== Object pointing dataset lines ==
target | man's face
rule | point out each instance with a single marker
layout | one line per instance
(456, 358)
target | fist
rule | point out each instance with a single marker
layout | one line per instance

== GIVEN REQUEST ==
Copy the lines above word for word.

== EXERCISE ANSWER ==
target | man's face
rule | point out each instance with a single marker
layout | one line per instance
(456, 358)
target | fist
rule | point out each instance with a single marker
layout | one line per instance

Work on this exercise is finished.